**What you will do:** Please quote the forum thread on the Clark and West test word for word, starting at "This may not" and ending at "Scott in #3.".

**Selected text:**
Clark and West (2007) test for out-of-sample prediction in Stata

Mike Kraft

Join Date: Dec 2014

Posts: 328
#1

Clark and West (2007) test for out-of-sample prediction in Stata

20 Mar 2020, 01:08

Dear All
Is there a program in Stata that can perform the Clark and West (2007) test for out-of-sample prediction?

CW= (actual- Prediction_Bencht)^2 - [(actual - Prediction)^2 - (Prediction_Bencht - Prediction)^2],

Calculating the CW statistic may not be complicated but I am not sure how to get the CW p-values to determine the significance?!

Ref: Clark, T., and West, K. 2007. Approximately normal tests for equal predictive accuracy in nested models. Journal of Econometrics.
Tags: None
Mike Kraft

Join Date: Dec 2014

Posts: 328
#2

20 Mar 2020, 23:40

Hi all
I thought to bring this up again after a day. Just to add the data is time-series.
Thanks
Comment
Scott Merryman

Join Date: Mar 2014

Posts: 895
#3

21 Mar 2020, 04:15

This may not be helpful but there was a Stata blog post on "Tests of forecast accuracy and forecast encompassing":

https://blog.stata.com/2016/06/01/te...-encompassing/
1 like
Comment

Mike Kraft

Join Date: Dec 2014
Posts: 328

23 Mar 2020, 19:40

Thanks. I have read the post in the link provided by Scott in #3.

Coordinate annotation records
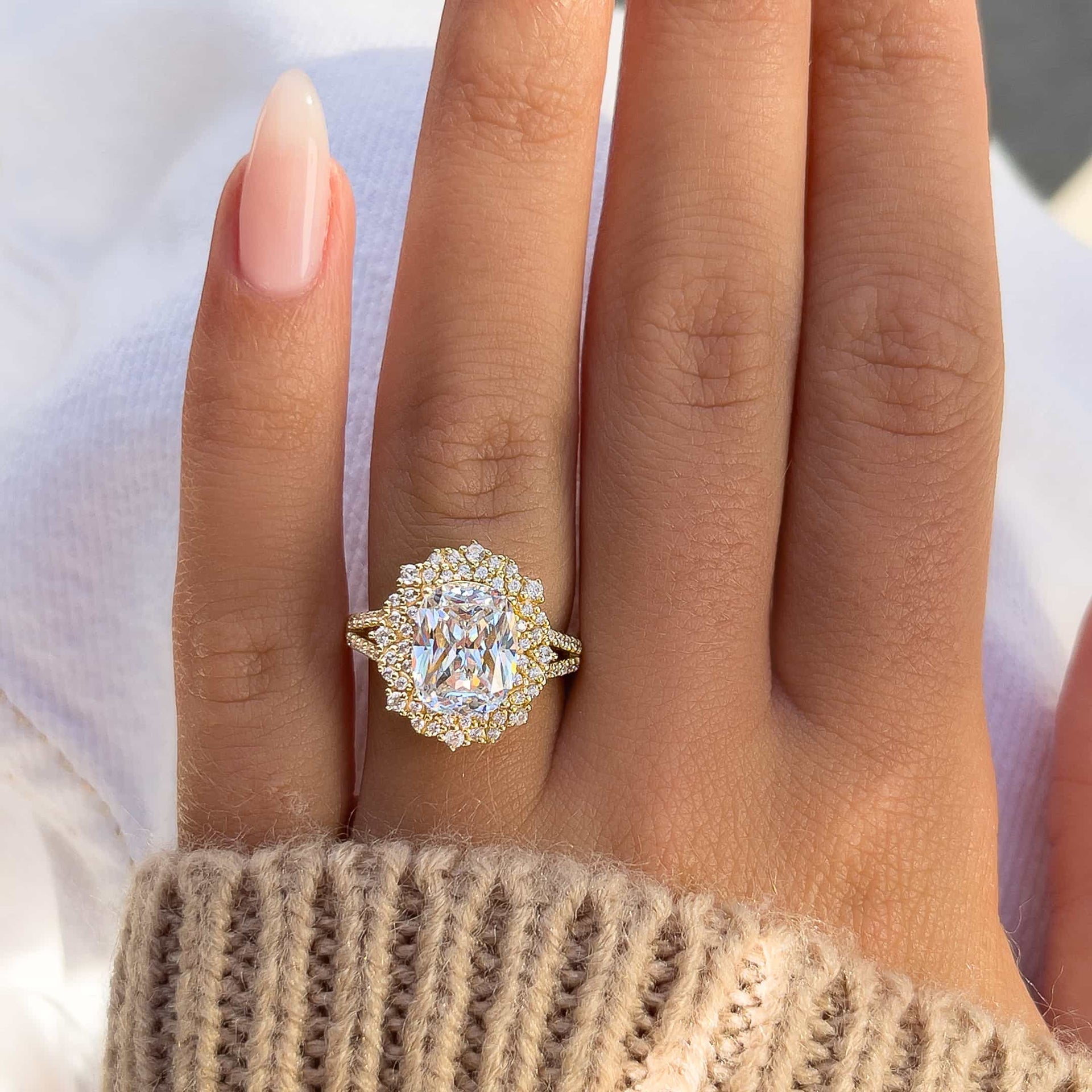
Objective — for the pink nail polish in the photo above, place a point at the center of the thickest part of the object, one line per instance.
(286, 201)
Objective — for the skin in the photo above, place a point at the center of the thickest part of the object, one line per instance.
(788, 426)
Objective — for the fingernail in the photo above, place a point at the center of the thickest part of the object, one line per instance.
(286, 201)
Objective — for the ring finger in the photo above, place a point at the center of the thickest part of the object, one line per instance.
(477, 415)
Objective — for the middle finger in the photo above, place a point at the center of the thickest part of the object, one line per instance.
(692, 340)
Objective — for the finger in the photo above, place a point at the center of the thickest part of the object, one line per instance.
(475, 419)
(1068, 979)
(886, 530)
(690, 348)
(262, 677)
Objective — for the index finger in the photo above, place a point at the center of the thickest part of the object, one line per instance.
(262, 675)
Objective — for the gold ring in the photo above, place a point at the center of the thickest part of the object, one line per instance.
(464, 644)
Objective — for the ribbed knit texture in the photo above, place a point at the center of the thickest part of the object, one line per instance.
(349, 968)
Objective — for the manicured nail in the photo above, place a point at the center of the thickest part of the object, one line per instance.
(286, 201)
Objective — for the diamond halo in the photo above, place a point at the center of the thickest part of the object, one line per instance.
(464, 644)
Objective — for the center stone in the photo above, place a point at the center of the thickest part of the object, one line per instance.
(464, 649)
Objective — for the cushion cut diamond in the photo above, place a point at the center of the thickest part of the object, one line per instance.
(465, 648)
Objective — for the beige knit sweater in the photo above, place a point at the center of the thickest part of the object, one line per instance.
(355, 968)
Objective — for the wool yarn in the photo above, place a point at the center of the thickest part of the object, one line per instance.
(359, 968)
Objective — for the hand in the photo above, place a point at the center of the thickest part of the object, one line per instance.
(788, 423)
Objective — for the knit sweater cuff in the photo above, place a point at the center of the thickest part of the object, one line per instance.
(350, 968)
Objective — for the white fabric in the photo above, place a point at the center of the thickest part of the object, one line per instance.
(119, 123)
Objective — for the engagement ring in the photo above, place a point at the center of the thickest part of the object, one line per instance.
(464, 644)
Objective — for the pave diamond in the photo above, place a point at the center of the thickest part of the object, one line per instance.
(464, 649)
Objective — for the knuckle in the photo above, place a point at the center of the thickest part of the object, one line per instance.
(911, 361)
(474, 464)
(885, 41)
(704, 348)
(515, 110)
(237, 657)
(239, 413)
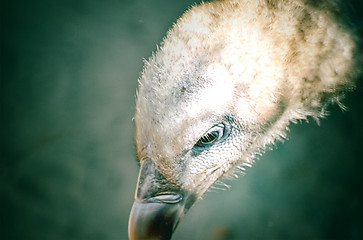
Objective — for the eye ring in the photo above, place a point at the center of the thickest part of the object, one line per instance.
(212, 136)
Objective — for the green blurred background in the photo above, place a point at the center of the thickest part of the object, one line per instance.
(68, 168)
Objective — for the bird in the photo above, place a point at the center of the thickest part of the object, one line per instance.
(223, 86)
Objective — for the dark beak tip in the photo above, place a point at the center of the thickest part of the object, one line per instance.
(153, 220)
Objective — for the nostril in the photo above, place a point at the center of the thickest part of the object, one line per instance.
(171, 198)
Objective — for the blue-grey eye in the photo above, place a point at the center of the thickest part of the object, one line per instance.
(213, 135)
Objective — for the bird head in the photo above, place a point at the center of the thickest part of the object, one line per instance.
(224, 84)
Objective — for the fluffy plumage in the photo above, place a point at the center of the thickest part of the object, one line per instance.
(253, 66)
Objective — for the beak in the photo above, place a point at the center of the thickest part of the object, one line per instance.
(159, 205)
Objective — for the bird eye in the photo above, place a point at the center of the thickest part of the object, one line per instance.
(213, 135)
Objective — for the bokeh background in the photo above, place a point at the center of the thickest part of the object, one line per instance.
(68, 168)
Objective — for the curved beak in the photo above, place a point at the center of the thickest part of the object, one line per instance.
(159, 205)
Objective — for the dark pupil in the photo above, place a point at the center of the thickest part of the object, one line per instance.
(208, 138)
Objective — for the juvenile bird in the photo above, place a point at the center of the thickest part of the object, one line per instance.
(224, 84)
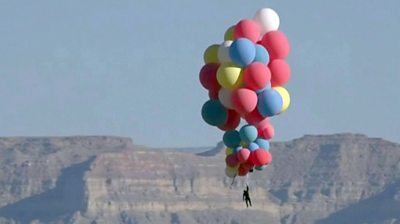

**Exercise output:**
This may not be helpful but there was a Stata blog post on "Tests of forecast accuracy and forecast encompassing":

https://blog.stata.com/2016/06/01/te...-encompassing/
1 like
Comment

Mike Kraft

Join Date: Dec 2014
Posts: 328

23 Mar 2020, 19:40

Thanks. I have read the post in the link provided by Scott in #3.